**PROBLEM:**
Scan the entries below and tally the lines that include "green". Return nothing but the tally.
┌──
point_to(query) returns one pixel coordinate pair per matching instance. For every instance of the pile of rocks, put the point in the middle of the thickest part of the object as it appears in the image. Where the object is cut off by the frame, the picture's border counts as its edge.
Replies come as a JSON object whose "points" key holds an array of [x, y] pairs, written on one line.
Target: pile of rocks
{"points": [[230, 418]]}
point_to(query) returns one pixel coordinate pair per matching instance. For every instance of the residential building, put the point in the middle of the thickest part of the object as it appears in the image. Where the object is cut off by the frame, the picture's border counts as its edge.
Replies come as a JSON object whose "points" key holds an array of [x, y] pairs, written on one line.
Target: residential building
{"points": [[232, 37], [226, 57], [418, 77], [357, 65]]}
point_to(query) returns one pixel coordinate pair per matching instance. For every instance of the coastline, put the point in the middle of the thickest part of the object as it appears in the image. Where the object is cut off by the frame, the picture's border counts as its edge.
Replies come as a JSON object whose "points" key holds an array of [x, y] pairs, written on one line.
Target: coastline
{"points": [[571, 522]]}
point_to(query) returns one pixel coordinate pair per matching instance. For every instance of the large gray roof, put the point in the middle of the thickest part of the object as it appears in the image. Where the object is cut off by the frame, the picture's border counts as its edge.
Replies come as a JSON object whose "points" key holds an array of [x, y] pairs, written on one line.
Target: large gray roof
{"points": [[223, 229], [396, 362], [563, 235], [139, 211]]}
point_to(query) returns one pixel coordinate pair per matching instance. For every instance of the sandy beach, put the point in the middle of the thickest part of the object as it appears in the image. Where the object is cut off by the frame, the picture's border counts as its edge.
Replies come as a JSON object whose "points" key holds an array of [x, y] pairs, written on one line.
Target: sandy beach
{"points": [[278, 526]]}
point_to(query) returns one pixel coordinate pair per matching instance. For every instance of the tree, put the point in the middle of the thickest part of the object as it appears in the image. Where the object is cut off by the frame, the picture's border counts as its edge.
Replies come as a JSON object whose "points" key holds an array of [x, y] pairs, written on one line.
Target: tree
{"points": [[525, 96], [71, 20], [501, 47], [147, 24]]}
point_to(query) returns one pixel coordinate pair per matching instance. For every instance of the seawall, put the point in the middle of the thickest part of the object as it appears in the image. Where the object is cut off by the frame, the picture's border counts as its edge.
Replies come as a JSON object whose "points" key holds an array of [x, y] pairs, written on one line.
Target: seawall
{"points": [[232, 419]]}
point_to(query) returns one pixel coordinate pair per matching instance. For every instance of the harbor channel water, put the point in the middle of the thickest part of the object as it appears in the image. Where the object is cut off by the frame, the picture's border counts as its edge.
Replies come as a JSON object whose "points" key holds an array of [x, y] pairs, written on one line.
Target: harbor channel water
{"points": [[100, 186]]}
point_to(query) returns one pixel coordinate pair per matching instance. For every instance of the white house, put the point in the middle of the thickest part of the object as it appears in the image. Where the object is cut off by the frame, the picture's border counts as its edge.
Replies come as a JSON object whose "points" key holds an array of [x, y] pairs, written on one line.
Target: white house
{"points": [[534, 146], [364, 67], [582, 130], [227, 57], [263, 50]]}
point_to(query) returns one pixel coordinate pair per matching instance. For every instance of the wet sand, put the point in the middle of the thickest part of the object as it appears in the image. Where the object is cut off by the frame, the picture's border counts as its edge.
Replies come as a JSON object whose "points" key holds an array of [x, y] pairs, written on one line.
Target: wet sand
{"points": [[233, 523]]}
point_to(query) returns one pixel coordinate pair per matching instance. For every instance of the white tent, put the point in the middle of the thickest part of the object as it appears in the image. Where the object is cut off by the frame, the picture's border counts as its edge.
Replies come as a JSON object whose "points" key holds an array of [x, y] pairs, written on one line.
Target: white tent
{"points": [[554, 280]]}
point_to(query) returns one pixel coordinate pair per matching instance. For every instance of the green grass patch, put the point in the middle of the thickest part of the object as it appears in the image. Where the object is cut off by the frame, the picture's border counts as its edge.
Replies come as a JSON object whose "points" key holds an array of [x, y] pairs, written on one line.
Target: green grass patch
└──
**ANSWER SECTION:**
2